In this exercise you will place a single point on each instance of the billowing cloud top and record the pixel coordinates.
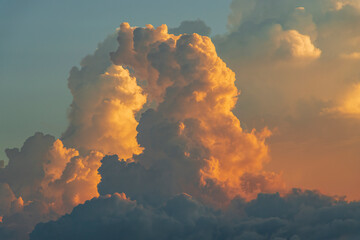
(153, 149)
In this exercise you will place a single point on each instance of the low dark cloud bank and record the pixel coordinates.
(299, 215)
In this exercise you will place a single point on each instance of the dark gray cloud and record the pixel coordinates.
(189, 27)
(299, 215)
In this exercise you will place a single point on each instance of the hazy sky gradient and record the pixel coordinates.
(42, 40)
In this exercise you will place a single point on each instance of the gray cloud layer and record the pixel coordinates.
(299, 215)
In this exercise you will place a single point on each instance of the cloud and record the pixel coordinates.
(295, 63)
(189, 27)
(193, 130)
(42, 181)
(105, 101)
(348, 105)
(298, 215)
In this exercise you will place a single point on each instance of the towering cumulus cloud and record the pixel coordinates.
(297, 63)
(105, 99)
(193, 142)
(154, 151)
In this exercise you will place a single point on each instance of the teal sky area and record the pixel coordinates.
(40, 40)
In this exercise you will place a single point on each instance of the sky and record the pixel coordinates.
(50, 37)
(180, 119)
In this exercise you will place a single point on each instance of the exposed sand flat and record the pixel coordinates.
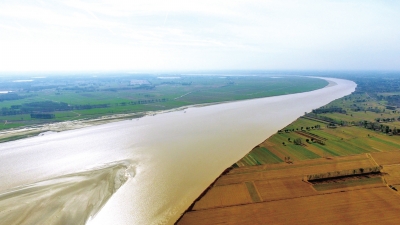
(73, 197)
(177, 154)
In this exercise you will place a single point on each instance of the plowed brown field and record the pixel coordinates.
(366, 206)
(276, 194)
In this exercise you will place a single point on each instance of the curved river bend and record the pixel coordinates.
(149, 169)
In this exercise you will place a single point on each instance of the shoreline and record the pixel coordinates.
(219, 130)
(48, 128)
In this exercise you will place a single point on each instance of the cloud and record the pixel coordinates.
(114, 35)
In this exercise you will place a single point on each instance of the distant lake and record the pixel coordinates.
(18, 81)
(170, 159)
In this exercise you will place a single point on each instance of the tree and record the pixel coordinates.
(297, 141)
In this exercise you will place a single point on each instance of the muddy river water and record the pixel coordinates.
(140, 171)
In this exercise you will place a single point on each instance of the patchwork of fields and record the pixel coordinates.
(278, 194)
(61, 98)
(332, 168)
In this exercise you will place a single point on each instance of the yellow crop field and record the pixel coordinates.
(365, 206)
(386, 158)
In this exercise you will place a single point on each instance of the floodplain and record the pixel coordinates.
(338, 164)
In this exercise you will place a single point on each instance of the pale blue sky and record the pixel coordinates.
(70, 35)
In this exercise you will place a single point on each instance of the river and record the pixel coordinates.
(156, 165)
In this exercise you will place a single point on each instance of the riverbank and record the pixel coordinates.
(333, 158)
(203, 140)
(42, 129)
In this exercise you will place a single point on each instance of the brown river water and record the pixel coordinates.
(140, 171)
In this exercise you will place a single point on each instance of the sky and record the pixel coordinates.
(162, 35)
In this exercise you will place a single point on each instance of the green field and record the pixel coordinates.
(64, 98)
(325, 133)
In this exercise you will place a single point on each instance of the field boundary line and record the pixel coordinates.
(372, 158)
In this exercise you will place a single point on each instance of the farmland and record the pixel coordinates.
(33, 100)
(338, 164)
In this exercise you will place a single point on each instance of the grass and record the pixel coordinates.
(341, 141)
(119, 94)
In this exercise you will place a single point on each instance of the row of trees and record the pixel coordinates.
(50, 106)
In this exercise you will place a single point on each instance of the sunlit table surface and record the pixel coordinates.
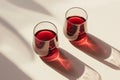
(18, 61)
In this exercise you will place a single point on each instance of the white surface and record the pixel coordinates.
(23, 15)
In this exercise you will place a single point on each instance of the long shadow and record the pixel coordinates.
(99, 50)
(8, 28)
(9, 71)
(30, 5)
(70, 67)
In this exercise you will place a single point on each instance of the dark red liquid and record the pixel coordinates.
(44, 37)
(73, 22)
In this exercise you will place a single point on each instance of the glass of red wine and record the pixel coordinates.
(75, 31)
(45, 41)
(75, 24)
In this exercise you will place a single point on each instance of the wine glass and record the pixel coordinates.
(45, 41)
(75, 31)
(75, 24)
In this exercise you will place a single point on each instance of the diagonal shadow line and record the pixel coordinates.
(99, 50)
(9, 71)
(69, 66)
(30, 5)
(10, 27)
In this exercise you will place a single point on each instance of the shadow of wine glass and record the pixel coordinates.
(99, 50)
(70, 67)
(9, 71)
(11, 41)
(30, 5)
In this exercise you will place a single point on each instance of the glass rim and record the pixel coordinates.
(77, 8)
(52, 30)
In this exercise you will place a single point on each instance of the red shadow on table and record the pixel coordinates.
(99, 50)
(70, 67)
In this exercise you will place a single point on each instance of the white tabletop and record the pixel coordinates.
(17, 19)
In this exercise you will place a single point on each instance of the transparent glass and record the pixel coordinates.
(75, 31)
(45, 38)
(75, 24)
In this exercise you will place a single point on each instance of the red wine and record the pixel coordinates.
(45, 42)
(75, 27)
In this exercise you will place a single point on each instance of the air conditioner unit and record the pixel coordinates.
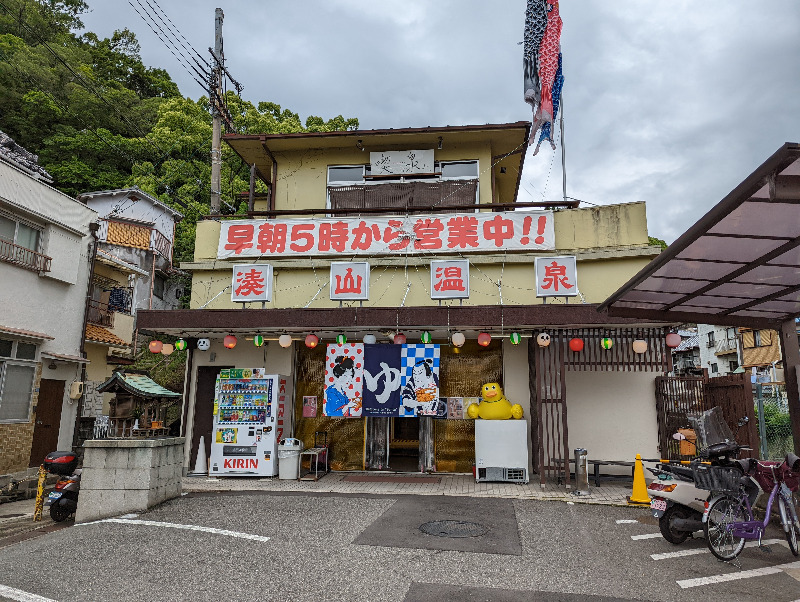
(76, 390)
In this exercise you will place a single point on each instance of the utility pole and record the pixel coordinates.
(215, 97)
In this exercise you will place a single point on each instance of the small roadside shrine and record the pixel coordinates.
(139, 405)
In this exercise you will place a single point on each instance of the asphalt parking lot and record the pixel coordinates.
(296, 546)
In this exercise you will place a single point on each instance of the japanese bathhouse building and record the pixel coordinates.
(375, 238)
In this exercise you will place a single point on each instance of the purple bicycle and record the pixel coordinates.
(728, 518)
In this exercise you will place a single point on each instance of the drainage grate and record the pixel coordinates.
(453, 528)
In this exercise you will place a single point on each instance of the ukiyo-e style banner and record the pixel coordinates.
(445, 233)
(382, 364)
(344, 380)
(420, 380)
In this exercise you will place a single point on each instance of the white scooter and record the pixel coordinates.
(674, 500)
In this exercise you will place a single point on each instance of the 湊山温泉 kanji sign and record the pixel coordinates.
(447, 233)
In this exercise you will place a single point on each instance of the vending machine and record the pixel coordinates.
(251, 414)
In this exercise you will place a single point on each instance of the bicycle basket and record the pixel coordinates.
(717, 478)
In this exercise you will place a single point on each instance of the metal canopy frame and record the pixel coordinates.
::::::::::
• Required task: Extract, unchanged, the closing run of lines that opens with the line containing "grate and record the pixel coordinates." and ends with the last line.

• The answer:
In this exercise you will place a single point on each instance of the drainage grate and record the pixel coordinates.
(453, 528)
In this exercise you will place a single point on each instance of the ukiyo-e style banner and record the pixel coordinates.
(445, 233)
(382, 364)
(344, 380)
(420, 380)
In this exercise you will place a single point on each instance of the white scooter and record the pixel coordinates.
(674, 500)
In this exercise you will place a single point on each instance of the 湊山温泉 kanji sign and record the pixel coordinates.
(447, 233)
In this exercise you will place a single point on each instance of the vending machine and record the pixel coordinates.
(251, 414)
In this exercise you will place a single point on each instance of the bicycle basket and record the pixel coordinates.
(717, 478)
In this exercise you will place a single point on each instance of the metal canopy frame and record the pixel coordinates.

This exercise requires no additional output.